#### PROVIDED RECORDS:
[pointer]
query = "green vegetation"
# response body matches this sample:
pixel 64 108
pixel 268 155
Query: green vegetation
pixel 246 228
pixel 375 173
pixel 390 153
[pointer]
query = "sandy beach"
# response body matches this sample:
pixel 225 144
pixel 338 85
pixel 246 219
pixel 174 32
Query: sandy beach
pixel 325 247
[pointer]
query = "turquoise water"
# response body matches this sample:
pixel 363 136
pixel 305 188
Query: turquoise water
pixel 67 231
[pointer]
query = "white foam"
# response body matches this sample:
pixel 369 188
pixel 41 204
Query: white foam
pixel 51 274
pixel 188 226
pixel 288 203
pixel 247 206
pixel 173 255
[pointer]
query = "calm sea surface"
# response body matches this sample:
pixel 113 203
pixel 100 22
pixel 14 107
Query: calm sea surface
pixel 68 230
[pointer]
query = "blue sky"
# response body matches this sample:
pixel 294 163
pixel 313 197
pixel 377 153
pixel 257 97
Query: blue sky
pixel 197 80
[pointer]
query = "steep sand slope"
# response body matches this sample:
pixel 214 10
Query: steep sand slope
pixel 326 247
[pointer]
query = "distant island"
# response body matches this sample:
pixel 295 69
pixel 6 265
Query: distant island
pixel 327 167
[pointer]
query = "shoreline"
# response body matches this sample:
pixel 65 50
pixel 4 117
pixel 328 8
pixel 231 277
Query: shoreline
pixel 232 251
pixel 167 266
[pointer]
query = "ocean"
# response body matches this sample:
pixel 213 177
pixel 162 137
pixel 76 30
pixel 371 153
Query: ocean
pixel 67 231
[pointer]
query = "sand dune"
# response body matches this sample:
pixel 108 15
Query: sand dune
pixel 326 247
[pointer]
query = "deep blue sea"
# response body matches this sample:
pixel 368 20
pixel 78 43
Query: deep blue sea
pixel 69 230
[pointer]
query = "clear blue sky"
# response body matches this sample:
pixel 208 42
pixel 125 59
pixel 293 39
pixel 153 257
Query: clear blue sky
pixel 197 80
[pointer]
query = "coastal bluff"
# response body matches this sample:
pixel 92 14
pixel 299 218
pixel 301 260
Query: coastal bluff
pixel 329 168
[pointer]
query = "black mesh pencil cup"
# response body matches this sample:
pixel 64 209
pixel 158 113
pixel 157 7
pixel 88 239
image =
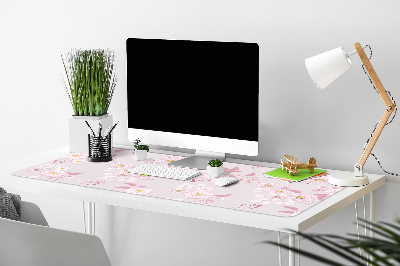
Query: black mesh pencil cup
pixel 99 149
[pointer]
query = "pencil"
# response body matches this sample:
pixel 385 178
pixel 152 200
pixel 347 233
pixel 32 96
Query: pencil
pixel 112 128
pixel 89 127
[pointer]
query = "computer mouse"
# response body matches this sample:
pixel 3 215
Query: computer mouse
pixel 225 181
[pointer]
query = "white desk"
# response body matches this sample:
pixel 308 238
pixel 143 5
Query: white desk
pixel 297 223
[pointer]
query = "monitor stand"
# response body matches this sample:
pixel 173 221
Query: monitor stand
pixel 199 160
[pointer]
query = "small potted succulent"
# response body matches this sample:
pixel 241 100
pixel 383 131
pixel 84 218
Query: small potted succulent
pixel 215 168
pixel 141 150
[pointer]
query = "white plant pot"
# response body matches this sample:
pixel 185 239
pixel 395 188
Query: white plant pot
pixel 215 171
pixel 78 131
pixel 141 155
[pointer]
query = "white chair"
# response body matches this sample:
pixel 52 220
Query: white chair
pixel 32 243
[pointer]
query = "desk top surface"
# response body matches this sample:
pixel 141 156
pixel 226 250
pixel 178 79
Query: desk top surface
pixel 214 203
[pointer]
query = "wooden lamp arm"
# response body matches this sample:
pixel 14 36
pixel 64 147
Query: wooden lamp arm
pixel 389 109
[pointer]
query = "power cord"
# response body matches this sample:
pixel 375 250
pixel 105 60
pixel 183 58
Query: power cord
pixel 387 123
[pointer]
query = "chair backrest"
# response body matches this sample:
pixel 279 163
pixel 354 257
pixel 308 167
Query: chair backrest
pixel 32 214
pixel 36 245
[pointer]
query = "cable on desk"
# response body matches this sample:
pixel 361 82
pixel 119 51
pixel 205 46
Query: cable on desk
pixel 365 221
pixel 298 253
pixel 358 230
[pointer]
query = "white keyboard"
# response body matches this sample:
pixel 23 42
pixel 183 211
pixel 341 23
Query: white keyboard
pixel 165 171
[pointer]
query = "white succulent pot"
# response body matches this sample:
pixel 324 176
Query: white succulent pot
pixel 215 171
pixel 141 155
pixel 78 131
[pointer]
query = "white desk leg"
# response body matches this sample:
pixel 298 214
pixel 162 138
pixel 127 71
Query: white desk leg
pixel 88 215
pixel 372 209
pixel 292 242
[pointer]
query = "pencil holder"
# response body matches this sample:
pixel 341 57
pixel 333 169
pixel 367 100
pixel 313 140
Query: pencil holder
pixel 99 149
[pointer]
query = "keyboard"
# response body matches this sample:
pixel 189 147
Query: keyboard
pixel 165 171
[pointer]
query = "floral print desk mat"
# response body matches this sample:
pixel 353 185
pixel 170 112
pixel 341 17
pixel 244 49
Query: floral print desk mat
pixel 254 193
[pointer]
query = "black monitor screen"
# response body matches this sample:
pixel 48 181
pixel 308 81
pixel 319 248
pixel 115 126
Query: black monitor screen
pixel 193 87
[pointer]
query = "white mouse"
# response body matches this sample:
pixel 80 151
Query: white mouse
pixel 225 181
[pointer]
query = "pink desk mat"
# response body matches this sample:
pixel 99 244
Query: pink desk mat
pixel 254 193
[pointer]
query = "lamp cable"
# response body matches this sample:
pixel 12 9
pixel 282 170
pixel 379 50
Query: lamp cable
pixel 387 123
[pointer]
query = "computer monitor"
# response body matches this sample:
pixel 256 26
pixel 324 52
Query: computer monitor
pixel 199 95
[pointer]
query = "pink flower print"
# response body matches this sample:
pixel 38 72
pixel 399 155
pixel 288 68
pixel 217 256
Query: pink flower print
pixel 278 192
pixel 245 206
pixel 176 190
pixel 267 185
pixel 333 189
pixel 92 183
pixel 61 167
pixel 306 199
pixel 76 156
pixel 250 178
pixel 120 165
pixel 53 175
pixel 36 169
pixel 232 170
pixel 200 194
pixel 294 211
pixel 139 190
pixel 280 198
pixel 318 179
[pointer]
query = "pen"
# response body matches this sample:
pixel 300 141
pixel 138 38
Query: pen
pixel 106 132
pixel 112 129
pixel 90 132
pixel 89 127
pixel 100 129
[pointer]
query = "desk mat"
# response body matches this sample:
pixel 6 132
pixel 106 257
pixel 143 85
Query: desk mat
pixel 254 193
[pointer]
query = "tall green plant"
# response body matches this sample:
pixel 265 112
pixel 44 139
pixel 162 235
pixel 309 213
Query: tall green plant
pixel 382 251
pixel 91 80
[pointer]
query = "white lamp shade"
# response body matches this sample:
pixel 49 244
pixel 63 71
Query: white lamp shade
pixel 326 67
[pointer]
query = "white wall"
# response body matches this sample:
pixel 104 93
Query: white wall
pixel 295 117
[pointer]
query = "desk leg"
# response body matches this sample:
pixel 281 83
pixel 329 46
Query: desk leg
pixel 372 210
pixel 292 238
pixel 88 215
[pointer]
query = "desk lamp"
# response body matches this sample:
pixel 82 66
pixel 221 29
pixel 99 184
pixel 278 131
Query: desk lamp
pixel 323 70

---

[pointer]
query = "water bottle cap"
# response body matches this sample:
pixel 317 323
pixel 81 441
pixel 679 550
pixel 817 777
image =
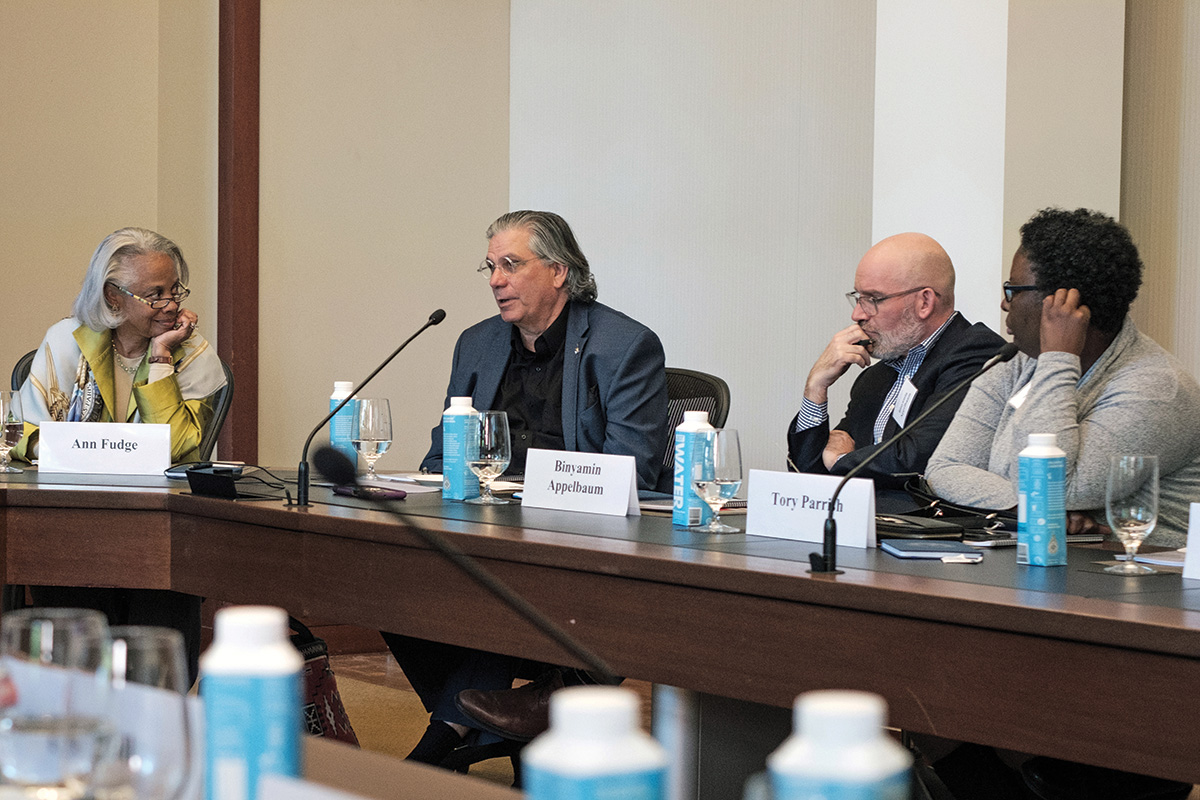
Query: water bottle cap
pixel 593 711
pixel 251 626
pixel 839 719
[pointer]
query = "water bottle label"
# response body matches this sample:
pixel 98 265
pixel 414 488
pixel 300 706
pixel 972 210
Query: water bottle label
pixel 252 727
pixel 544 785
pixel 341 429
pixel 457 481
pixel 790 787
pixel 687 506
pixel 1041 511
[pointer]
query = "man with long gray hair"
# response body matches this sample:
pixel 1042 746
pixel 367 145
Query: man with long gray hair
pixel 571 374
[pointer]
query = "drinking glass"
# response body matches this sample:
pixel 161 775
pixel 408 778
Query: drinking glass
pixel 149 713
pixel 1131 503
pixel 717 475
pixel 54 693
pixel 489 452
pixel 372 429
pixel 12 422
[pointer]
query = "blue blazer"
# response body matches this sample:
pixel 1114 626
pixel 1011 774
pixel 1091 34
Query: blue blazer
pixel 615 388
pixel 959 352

---

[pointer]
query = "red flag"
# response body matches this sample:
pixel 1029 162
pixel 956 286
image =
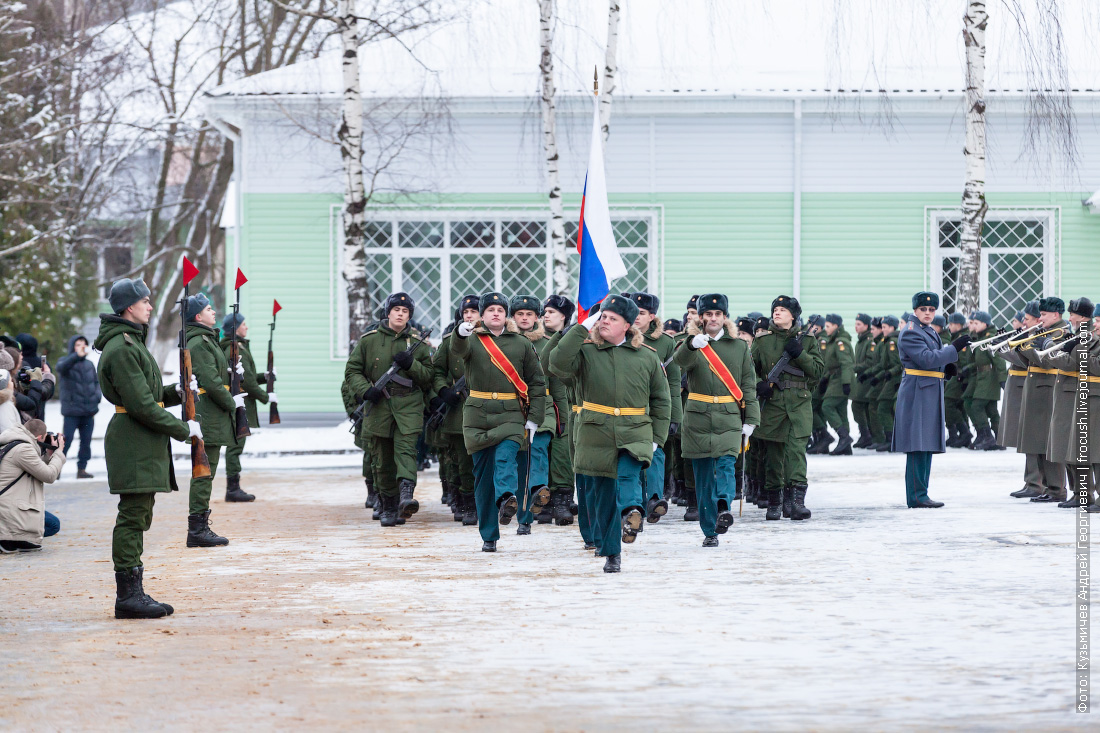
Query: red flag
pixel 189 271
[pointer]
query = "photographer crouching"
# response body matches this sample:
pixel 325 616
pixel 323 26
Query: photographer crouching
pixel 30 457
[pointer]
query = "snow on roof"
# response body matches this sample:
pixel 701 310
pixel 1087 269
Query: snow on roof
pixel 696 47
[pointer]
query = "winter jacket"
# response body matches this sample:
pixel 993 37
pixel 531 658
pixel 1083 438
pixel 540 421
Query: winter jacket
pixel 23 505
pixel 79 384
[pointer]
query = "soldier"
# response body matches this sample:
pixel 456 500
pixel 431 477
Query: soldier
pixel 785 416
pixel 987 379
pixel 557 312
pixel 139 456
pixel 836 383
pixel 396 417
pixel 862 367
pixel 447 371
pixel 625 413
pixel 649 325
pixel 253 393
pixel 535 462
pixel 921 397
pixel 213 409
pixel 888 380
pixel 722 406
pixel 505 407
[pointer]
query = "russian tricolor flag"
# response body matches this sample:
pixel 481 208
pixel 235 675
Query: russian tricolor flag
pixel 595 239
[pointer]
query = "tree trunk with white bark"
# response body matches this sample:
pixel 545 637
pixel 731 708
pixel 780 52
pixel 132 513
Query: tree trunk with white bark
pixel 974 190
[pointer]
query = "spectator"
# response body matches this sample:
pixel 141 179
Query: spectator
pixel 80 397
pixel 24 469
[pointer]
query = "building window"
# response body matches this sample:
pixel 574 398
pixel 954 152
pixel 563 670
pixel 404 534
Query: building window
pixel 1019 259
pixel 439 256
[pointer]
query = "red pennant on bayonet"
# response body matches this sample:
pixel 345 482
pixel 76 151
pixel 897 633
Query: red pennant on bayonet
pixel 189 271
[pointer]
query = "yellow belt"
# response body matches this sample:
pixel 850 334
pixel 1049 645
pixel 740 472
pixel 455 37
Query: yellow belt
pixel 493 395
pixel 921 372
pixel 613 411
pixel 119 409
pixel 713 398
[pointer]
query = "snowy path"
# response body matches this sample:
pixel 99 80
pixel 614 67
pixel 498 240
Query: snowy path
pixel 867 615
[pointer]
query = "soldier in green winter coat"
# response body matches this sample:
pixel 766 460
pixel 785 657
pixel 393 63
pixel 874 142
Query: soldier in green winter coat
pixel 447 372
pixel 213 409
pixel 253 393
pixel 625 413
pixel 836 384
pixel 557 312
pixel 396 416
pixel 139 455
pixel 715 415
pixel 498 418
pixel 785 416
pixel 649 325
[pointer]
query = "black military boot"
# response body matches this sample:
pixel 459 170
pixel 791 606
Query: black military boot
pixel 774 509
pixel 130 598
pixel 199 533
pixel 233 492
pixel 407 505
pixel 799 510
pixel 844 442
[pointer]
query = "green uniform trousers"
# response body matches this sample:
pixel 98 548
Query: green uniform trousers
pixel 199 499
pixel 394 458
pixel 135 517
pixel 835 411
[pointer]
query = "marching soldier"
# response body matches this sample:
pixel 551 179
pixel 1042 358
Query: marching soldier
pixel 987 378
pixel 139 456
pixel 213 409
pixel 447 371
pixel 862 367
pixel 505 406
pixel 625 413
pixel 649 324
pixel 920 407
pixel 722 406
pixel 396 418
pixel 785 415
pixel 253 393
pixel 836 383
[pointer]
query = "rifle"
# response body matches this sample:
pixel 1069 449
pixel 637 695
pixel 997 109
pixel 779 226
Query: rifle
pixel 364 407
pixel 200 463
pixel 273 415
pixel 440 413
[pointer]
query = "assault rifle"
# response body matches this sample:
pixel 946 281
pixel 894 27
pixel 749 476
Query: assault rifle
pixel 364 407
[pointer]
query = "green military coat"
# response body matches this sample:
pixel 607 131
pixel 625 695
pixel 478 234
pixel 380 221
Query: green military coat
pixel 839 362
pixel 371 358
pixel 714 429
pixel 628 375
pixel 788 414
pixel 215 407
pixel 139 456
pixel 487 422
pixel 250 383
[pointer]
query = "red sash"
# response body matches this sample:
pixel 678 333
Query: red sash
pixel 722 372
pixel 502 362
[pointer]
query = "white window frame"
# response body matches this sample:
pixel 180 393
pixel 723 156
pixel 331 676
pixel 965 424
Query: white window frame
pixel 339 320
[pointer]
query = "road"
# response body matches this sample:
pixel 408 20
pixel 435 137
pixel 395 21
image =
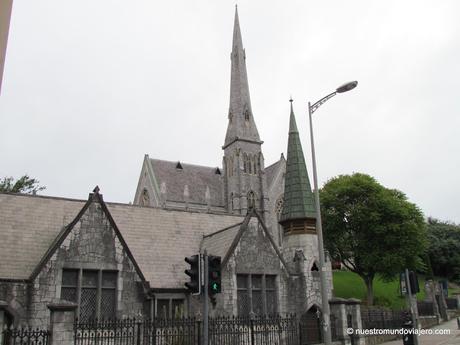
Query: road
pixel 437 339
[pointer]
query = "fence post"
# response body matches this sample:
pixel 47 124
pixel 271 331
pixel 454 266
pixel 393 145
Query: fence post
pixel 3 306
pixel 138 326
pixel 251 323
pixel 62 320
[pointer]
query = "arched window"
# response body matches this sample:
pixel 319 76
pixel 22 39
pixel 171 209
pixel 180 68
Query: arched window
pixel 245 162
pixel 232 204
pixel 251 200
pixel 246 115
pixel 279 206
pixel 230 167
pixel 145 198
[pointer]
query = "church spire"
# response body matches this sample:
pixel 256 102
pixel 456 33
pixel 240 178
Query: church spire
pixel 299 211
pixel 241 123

#### WHAT YOU WILL DO:
The answer is the lines above between the line holding "pixel 132 513" and the line holding "pixel 791 606", inclusive, each written out exactly, and no others.

#### FINISHED EXERCISE:
pixel 132 513
Query: tree trunk with white bark
pixel 974 190
[pointer]
query = "spectator"
# response body matches this sample:
pixel 141 179
Query: spectator
pixel 80 397
pixel 24 469
[pointer]
query = "building window"
# response body matches this sample:
pixel 574 398
pixel 954 152
pixel 563 670
pixel 404 534
Query: building window
pixel 1019 259
pixel 439 256
[pointer]
query = "red pennant on bayonet"
# response body matches this sample:
pixel 345 482
pixel 76 151
pixel 897 633
Query: red pennant on bayonet
pixel 189 271
[pointer]
query = "yellow belt"
# response body matches this sample:
pixel 850 334
pixel 1049 645
pixel 740 472
pixel 455 37
Query: yellow belt
pixel 493 395
pixel 921 372
pixel 613 411
pixel 119 409
pixel 713 398
[pointer]
query = "snowy path"
# response body matches this sample:
pixel 99 80
pixel 614 67
pixel 498 240
Query: snowy path
pixel 867 615
[pointer]
query = "soldier in green winter coat"
# response body matches this sample:
pixel 766 460
pixel 785 657
pixel 393 63
pixel 874 142
Query: soldier in green winter coat
pixel 447 372
pixel 213 409
pixel 253 393
pixel 625 413
pixel 836 384
pixel 557 312
pixel 396 416
pixel 139 455
pixel 715 415
pixel 498 418
pixel 785 416
pixel 649 325
[pointer]
query = "black military boot"
# response body matches this sample:
pixel 459 170
pixel 791 606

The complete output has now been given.